Prompt -
Return, word for word, only the lines from the one containing "Please mark the plain" through the last line of the entries.

-- START Listed entries --

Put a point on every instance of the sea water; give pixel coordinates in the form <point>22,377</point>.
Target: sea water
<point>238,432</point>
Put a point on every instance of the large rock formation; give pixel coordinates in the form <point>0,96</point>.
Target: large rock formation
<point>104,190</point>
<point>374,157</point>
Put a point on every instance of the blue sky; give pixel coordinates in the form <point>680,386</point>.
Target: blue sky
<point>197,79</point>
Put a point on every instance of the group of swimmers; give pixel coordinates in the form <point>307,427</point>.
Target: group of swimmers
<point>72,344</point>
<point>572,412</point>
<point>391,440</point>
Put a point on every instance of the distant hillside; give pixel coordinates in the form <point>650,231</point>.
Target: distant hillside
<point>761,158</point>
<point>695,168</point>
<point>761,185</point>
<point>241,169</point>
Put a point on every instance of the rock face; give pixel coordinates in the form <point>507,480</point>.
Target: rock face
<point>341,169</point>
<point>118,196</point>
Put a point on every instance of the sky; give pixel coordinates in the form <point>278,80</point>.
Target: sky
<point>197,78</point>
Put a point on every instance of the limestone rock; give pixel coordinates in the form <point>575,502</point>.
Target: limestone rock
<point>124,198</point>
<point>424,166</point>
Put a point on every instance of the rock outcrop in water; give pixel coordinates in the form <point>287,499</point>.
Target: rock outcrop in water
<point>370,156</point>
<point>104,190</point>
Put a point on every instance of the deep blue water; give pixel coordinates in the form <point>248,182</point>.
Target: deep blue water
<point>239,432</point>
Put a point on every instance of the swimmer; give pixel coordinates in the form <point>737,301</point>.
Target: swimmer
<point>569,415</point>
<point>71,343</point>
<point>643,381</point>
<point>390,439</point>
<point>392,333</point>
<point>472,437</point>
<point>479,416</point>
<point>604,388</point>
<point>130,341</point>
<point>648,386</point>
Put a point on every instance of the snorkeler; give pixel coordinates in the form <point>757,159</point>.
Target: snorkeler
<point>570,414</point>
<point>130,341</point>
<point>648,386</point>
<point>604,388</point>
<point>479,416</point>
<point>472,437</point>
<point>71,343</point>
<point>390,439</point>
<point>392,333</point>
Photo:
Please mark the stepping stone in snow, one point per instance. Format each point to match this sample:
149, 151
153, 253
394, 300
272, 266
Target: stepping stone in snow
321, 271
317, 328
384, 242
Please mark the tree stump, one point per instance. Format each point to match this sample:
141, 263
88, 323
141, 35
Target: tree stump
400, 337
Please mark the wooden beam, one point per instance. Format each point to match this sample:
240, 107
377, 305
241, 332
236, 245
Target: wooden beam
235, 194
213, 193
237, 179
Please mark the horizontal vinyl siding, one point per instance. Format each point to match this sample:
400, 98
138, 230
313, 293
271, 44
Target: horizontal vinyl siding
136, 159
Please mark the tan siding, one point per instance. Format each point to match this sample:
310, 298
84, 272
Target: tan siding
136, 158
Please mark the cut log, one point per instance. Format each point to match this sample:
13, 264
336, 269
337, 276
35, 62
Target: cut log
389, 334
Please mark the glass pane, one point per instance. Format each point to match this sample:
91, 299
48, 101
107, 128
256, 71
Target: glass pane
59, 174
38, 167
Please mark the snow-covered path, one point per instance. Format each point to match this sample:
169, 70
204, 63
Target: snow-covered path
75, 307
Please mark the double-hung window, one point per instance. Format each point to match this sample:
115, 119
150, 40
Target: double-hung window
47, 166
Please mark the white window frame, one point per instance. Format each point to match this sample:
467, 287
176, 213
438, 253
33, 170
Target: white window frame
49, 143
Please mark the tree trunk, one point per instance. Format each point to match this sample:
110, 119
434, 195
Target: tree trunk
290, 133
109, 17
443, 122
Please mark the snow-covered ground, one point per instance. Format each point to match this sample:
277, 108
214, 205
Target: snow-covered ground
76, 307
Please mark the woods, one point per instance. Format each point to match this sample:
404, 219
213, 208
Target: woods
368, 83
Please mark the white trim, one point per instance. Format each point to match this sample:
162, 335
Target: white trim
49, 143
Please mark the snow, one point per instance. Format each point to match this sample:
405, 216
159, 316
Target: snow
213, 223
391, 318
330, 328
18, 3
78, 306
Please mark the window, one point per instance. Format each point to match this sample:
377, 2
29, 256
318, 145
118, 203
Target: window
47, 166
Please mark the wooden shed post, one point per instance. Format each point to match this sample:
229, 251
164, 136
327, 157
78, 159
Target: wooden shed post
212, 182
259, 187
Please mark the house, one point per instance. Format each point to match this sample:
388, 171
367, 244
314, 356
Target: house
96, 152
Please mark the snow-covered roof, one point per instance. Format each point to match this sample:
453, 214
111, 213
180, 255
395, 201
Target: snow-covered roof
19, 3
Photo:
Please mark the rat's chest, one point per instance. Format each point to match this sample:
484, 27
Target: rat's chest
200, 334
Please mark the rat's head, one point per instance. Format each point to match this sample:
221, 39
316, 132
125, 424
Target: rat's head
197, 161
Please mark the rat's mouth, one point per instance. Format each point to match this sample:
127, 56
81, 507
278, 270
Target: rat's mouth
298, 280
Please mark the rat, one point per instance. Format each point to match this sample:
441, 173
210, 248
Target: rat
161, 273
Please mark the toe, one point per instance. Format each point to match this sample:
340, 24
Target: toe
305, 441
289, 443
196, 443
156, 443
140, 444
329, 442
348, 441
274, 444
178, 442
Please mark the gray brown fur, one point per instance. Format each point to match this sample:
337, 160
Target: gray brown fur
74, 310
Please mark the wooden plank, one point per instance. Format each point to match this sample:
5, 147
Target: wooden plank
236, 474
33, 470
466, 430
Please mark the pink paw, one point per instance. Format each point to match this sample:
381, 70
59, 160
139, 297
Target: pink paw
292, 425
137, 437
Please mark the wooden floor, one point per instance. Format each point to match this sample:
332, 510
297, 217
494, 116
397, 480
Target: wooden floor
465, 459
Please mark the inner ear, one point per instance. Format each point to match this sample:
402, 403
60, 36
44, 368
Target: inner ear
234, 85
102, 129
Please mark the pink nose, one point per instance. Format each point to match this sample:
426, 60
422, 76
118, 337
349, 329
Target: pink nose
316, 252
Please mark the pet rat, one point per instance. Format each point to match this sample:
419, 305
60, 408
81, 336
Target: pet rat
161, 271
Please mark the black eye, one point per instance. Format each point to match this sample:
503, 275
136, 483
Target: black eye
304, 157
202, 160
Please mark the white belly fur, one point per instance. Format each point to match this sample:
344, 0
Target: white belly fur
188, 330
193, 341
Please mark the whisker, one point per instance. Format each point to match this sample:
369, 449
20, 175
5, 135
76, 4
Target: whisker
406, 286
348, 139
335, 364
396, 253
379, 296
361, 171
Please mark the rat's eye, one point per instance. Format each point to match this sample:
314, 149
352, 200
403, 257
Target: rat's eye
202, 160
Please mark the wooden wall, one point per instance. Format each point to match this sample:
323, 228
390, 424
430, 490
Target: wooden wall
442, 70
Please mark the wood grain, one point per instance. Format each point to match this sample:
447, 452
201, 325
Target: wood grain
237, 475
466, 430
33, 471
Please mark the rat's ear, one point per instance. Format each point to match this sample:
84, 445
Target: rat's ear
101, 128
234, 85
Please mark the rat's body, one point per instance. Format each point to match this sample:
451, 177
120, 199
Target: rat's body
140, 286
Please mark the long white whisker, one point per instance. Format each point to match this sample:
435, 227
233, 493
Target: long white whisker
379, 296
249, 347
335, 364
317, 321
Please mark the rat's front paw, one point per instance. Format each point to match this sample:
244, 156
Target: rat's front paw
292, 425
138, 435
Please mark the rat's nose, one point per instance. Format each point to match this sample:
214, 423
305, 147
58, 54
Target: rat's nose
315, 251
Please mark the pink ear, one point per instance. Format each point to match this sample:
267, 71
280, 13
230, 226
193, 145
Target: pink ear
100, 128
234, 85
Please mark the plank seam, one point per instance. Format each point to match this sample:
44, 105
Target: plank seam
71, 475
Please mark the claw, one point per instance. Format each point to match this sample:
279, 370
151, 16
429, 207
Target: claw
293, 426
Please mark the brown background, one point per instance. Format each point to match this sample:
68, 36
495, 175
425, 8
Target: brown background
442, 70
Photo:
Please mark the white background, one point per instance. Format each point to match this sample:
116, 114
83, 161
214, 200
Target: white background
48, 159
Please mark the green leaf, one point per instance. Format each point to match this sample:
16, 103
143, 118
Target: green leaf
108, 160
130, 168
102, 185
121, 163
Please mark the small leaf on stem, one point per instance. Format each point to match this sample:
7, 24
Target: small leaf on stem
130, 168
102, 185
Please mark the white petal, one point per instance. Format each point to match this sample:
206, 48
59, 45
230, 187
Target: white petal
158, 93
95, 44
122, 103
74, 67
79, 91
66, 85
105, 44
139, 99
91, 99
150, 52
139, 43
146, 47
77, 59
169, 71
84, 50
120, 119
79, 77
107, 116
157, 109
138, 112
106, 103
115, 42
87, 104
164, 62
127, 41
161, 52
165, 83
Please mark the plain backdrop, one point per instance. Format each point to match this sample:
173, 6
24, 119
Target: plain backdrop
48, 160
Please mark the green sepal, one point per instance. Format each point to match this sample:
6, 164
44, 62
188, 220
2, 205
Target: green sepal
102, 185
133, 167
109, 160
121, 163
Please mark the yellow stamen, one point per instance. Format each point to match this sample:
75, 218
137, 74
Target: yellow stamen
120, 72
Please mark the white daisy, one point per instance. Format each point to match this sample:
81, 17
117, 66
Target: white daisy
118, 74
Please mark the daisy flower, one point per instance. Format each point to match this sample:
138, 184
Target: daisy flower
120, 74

-- END Listed entries --

Final result -
Please mark the plain backdrop, one point per instance. Format each point to match this sample:
173, 6
24, 119
Target: plain backdrop
48, 160
Please mark the green sepal, one point per instance. Format each point to match this sample:
6, 164
44, 62
188, 220
2, 205
Target: green sepal
102, 185
133, 167
109, 160
121, 163
Please mark the yellow stamen, one point per instance. Format each point to match this sample:
75, 218
137, 74
Target: yellow stamen
120, 72
Please mark the white daisy, one point per instance. Format each point to match this sample:
81, 17
117, 66
Target: white daisy
118, 74
Please mark the daisy flower, one point per instance. Format each point to match this sample:
138, 184
Target: daisy flower
120, 74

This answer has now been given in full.